### [WHAT THE TASK ASKS]
Leaving out all pictures, retype the records exactly.
■ ■ ■ ■
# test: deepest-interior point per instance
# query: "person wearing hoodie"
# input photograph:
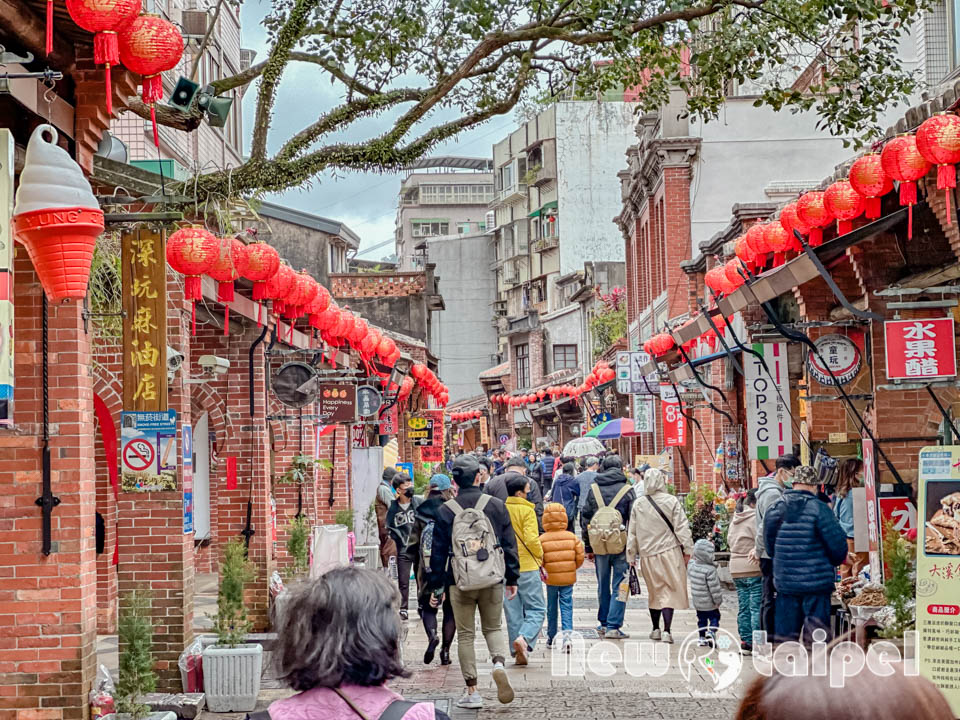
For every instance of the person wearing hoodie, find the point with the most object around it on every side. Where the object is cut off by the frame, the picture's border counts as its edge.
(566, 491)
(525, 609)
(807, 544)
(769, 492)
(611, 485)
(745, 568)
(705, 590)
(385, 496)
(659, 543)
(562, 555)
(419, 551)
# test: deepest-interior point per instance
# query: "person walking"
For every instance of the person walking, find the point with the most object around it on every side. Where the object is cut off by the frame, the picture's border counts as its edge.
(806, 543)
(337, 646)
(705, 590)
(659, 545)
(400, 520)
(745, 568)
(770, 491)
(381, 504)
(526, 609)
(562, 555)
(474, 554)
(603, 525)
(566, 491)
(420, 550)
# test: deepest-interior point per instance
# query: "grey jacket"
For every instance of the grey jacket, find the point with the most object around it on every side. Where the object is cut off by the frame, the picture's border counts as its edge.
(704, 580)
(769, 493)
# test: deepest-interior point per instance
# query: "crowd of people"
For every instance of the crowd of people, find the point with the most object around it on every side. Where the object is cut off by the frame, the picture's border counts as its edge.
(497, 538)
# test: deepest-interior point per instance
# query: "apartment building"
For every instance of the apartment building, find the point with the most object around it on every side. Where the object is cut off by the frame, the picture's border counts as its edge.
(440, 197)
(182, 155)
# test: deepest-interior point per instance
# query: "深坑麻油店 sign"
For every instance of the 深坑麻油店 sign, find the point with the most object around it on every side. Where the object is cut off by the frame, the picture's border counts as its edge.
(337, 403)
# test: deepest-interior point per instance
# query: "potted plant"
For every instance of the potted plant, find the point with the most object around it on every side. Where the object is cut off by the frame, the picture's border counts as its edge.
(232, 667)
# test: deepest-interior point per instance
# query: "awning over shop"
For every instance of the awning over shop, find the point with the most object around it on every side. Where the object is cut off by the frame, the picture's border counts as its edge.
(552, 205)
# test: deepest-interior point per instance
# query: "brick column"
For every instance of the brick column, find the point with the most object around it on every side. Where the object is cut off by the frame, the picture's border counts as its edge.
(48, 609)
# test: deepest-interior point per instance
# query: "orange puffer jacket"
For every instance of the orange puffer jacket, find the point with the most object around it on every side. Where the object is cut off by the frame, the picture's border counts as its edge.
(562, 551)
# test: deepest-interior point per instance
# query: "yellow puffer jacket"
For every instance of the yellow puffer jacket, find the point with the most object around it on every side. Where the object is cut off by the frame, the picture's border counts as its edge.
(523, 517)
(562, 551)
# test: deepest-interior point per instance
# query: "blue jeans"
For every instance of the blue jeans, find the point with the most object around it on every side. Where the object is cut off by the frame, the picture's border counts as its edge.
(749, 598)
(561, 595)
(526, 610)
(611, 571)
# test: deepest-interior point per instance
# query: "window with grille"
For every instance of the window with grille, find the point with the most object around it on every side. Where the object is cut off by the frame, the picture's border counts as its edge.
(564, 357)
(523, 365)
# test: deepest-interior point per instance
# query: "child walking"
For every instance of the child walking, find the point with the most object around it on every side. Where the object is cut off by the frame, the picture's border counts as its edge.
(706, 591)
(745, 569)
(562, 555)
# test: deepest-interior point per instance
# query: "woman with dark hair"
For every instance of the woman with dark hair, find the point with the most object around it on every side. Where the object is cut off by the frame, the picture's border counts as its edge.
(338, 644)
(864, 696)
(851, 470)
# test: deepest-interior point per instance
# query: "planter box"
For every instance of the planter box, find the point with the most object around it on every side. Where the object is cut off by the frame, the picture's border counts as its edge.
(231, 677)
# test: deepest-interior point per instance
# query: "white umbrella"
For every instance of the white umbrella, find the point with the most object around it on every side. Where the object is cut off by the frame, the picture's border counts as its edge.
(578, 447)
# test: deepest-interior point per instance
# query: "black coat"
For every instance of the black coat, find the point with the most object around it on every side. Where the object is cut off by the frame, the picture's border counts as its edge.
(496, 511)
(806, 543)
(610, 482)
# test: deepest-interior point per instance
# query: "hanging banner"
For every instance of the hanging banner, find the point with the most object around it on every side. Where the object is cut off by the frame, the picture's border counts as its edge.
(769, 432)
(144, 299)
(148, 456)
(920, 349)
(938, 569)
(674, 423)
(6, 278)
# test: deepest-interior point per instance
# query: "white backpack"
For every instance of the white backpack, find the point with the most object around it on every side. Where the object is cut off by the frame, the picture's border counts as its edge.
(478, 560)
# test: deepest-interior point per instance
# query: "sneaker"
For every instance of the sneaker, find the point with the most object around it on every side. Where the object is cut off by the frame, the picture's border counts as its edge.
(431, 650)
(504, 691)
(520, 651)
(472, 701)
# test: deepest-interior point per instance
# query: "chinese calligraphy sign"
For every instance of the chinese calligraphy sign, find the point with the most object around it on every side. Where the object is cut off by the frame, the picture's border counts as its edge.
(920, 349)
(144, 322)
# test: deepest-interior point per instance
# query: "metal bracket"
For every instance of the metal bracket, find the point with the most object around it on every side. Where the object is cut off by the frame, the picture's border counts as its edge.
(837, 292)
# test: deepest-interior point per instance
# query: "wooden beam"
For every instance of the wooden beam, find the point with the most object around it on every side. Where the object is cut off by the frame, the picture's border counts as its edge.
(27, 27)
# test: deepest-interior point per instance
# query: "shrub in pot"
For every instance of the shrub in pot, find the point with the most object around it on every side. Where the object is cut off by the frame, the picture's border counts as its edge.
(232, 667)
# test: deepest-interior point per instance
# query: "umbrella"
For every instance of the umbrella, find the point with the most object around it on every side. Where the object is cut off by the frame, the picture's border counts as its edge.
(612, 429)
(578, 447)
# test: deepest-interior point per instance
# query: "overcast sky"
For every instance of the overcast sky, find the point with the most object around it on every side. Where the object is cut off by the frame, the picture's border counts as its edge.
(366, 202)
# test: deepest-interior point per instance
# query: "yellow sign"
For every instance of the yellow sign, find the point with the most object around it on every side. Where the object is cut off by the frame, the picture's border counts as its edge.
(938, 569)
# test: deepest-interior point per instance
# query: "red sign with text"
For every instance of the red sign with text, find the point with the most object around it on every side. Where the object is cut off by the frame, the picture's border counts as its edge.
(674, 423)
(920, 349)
■ ■ ■ ■
### [REPLY TO THE EXERCISE]
# test: deepest-interior point per instance
# query: "person wearing hoodie"
# input photograph:
For every instance of the person wearing hoodie, find the point with the most object around it on every side. Where the object is cut off by the frame, the picture's border counts as its edge.
(566, 491)
(525, 609)
(807, 544)
(769, 492)
(611, 485)
(745, 568)
(705, 590)
(385, 496)
(659, 543)
(562, 555)
(419, 551)
# test: deepest-interior point per instance
# query: "person walking"
For every instance of the person walking, find the point with the most object around it on every side. Where the object is cut off by the frame, the picture's border counts as its edge.
(806, 543)
(337, 646)
(705, 590)
(659, 545)
(400, 520)
(745, 568)
(770, 491)
(381, 504)
(526, 609)
(562, 555)
(474, 554)
(603, 525)
(566, 491)
(420, 550)
# test: deepest-interior point per instance
# query: "grey jacket"
For every instance of the grey jacket, find the point with the most object around it on every side. Where the object is cut off by the frame, the picture's border counts as its edge.
(704, 580)
(769, 493)
# test: deepest-interior point per instance
# query: "crowd of people"
For every instance of the crowd of people, find the point with the most object around it on every side. Where the object is cut off by the frame, the picture's border counts as its edge.
(497, 538)
# test: deepest-interior point per instance
# query: "apartment building"
For every instance of the apartment building, find the point with the most object around it on every side. Where the object is cut off by the frame, the picture's border counts as its edge.
(440, 197)
(182, 155)
# test: deepest-interior point per instance
# query: "深坑麻油店 sign"
For every instance of the 深坑麻油店 sign, find the point with the most object around it on every side. Where the object is cut off by the frame, the picture's border counts as its edge.
(337, 403)
# test: deepest-interior point per instance
# query: "potted plant"
For every instance of the potted plant, find the point with the most object around it on every side. Where the object is cut off by the frame, the picture's border counts as its edge.
(232, 667)
# test: deepest-interior point per instance
# query: "awning over shop"
For every instance of the awning over shop, find the point with the most object around it on every side. Where the object is cut off by the frame, the picture's border counts as its edge.
(552, 205)
# test: deepest-interior point per instance
# query: "brick column"
For every instance of the brick column, find the point with the most object around it on every side. Where the object is cut off by the frame, the picture's border counts as its edge.
(48, 609)
# test: deepest-interior point per instance
# query: "orange puffer jacket"
For every instance of the orange puffer jacket, find the point with the most object around it on every side. Where the object is cut off by the frame, the picture's border counts as its edge.
(562, 551)
# test: deepest-interior point per instance
# query: "yellow puffer jacket"
For every instance of the yellow puffer jacket, find the point with the most object around it on every side. Where the object is cut off by the frame, the picture's border counts as its edge.
(523, 517)
(562, 551)
# test: deepest-interior point per instance
# query: "blue jeans"
For every instance of the blue jeans, find the point with the most object around it on every side. Where the object is cut off by the frame, the picture's border counts as its edge.
(749, 598)
(561, 595)
(526, 610)
(611, 571)
# test: deepest-interior point per instance
# query: "window with grille"
For every instance of the window with grille, find the point with the most object around it on every side. Where the object is cut off by the frame, the picture's border counts as its edge.
(564, 357)
(523, 365)
# test: deepest-interior point per instance
# query: "child walking"
For every instance of the child walking, find the point with the most object around it on every side. Where the object is cut off by the frame, the picture's border counts as its edge.
(706, 591)
(745, 569)
(562, 555)
# test: deepest-interior point per instance
# query: "woman with dark hair"
For every instance of the woman with dark hair, find the point with the most object around it on every side. Where the object is cut off by the frame, the picture's border counts as its edge.
(338, 644)
(864, 696)
(851, 470)
# test: deepest-interior point per instance
# query: "planter box"
For every instance of the planter box, find the point with the most object around it on every side. Where the object is cut off by the frame, the picture's border counts as its edge.
(231, 677)
# test: deepest-interior point per instance
# query: "white umbrella"
For every instance of the white umbrella, find the point with the most object around it on every side. Where the object is cut off by the frame, the picture's border counts as its edge.
(578, 447)
# test: deepest-interior point per instance
# query: "black coat"
For every instance of the black coat, find the point with the most object around it on every side. Where the object is cut off by the frame, the picture's border counts as its edge.
(496, 511)
(806, 543)
(610, 482)
# test: deepest-interior point per instance
# query: "hanging banner"
For every instance of the hanging banner, find the point with the most object around it on every side. Where the object is cut off by the frame, the picture's border counts as its edge.
(769, 432)
(144, 299)
(148, 456)
(920, 349)
(938, 569)
(674, 423)
(6, 278)
# test: deepest-interior point per instance
# query: "white backpack"
For every instance of the white backpack, find the point with the most object around it on every side. Where the object is cut off by the frame, the picture's border counts as its edge.
(478, 560)
# test: deepest-interior point per instance
# query: "sneaker"
For every instance of the sneaker, find the point with the most object around it on every side. Where the object is cut off by the frame, the picture's border counts as its edge.
(431, 650)
(504, 691)
(520, 651)
(472, 701)
# test: deepest-interior point per instance
# query: "chinese calligraphy sign"
For every instance of the chinese calligraphy sign, find the point with the most object around it on every side. Where the object is cut off by the frame, the picture's border counts as its edge.
(920, 349)
(144, 322)
# test: deepest-interior point per instance
# query: "metal bracket"
For every instance of the metal bracket, find the point with the most object around it on every side. Where the object is cut off by the frame, the picture's border counts as its edge.
(837, 292)
# test: deepest-interior point per instance
# query: "wooden beam"
For every instance of the wooden beam, find the point with the most object around it on every side. Where the object is cut off by the frame, the picture's border counts as its edge.
(27, 27)
# test: deepest-interior point per instance
# query: "shrub in pot"
For every instance of the shrub in pot, find the point with the most object around it on every side. Where the object is cut off by the frame, the picture's border counts as its edge.
(232, 667)
# test: deepest-interior point per instance
# query: "umbrella"
For every instance of the umbrella, find the point with the most object around it on every side. Where the object is cut off by the frame, the picture's border counts as its edge.
(612, 429)
(578, 447)
# test: deepest-interior point per instance
# query: "overcast sky"
For every instance of the overcast sky, find the point with the most object around it on every side. Where the object is cut off by the frame, the picture's border counts as its edge.
(366, 202)
# test: deepest-interior point per instance
# query: "yellow sign"
For every instance of the yellow sign, find the point with the most object around it on every side. Where the object is cut off by the frame, the picture's border counts as its edge.
(938, 569)
# test: deepest-interior point per instance
# query: "red sign with text"
For every instance of the red sign with text, find the point with the most object around it on every side. Where the object is cut off by the frame, the picture's border counts as its edge.
(674, 423)
(920, 349)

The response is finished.